▸ OBJETIVO DEL EJERCICIO
Reproduzca íntegro el material desde la línea que contiene "of the window" hasta la que contiene "x=503 y=553", ambas incluidas. Desplace las coordenadas que aparecen después de cada línea "Target:" sumando 28 a cada valor de x y de y, y deje intactas todas las demás líneas.
╭─ INFORMACIÓN PROPORCIONADA
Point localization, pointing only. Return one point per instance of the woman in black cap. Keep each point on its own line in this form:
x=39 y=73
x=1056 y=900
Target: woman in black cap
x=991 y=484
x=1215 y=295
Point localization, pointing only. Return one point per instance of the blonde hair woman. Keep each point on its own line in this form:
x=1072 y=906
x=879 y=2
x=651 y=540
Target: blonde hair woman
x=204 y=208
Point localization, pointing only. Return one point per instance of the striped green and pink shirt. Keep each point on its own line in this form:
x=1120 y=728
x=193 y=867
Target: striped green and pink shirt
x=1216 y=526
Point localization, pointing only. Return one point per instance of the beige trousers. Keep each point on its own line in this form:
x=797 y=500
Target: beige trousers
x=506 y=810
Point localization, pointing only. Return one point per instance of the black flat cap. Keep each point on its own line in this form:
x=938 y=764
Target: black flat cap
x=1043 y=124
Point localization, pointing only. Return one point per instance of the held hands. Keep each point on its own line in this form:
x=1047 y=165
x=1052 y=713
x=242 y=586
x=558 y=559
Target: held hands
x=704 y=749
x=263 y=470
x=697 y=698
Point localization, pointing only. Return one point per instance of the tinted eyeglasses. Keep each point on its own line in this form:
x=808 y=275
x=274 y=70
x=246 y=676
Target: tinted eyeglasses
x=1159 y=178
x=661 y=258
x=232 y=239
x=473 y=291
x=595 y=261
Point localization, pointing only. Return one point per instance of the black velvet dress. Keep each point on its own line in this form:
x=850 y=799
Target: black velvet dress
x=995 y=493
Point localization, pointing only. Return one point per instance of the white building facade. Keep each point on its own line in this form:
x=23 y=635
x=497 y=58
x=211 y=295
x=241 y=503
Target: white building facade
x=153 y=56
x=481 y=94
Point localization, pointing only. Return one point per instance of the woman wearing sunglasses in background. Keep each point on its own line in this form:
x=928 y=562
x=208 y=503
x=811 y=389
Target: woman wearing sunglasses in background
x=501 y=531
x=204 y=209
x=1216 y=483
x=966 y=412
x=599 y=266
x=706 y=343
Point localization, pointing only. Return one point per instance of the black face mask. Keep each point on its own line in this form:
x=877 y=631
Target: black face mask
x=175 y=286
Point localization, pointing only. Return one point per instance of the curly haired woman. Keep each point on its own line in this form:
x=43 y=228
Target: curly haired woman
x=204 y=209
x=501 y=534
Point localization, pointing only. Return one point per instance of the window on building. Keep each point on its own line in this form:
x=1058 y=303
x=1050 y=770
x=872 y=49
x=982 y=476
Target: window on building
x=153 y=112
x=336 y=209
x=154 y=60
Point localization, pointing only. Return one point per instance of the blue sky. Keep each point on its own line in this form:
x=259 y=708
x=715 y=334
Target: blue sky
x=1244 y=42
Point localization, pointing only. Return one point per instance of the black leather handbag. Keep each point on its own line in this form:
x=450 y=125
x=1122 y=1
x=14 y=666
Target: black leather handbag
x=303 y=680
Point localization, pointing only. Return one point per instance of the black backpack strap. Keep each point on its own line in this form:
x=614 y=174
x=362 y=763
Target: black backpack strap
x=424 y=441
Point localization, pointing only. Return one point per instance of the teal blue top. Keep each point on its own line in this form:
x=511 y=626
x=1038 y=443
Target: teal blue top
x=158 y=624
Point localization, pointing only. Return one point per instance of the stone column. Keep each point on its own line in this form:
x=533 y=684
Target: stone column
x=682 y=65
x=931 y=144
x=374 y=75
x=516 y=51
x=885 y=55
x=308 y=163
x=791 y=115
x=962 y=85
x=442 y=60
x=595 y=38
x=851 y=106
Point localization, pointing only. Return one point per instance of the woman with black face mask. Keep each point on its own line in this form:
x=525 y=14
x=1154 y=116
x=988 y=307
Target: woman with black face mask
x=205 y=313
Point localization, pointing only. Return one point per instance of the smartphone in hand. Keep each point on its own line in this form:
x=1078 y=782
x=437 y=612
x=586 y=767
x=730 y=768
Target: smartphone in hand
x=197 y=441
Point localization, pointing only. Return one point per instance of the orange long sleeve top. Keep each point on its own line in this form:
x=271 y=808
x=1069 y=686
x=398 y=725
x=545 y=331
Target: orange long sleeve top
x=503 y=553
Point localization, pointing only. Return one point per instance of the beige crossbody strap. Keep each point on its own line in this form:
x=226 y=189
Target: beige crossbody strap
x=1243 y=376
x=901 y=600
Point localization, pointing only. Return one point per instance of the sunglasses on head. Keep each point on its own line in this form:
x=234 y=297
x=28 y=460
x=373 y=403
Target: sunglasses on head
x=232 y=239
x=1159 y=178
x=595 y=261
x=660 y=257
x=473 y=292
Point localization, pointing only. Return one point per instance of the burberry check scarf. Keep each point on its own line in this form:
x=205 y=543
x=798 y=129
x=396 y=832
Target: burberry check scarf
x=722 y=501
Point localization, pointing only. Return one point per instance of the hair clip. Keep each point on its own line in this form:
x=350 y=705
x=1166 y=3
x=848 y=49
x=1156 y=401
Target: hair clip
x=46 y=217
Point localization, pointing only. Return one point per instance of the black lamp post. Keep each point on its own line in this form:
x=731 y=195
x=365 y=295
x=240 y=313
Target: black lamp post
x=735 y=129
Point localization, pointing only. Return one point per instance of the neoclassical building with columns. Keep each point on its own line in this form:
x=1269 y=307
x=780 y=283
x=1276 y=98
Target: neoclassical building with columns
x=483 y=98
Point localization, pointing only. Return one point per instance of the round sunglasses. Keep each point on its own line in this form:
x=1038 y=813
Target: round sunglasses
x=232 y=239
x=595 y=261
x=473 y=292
╰─
▸ RESULTADO DEL EJERCICIO
Point localization, pointing only. Return one point per instance of the window on building. Keep each point on its own line in this form:
x=1058 y=303
x=1050 y=770
x=872 y=49
x=982 y=476
Target: window on building
x=181 y=140
x=364 y=237
x=182 y=88
Point localization, pointing only. Return one point per instance of the blue sky. Keep each point on its own line in this form:
x=259 y=708
x=715 y=334
Target: blue sky
x=1272 y=70
Point localization, pointing only. Return one point per instance of the black leather handbag. Keep each point on its own line in this form:
x=450 y=125
x=1122 y=1
x=14 y=666
Target: black leather handbag
x=331 y=708
Point localization, pointing only. Return one point per instance of the black backpack strap. Keep each point on its own line in this form:
x=614 y=174
x=362 y=763
Target: black backpack strap
x=452 y=469
Point localization, pointing only. Return one point per instance of the teal blue top. Keep each point on its own line in this form:
x=511 y=626
x=1038 y=443
Target: teal blue top
x=186 y=652
Point localization, pointing only. Return one point per instance of the stone column. Keep each point on its own line in this form:
x=533 y=684
Target: stone column
x=710 y=93
x=959 y=172
x=402 y=103
x=544 y=79
x=913 y=83
x=336 y=191
x=819 y=143
x=990 y=113
x=470 y=88
x=623 y=66
x=879 y=134
Point localization, pointing only. Return one point per instance of the woman with black face mask. Keep each point on its own line in this form:
x=525 y=14
x=1154 y=116
x=988 y=307
Target: woman with black face mask
x=233 y=341
Point localization, pointing only. Return one point per instance of the smartphone in hand. Keep each point on its own line in this form:
x=1078 y=782
x=437 y=612
x=586 y=767
x=730 y=768
Target: smartphone in hand
x=225 y=469
Point localization, pointing only. Return one point per instance of the orange long sleeve top. Keep each point on its own line in this form:
x=271 y=808
x=1069 y=686
x=398 y=725
x=545 y=331
Target: orange long sleeve top
x=531 y=581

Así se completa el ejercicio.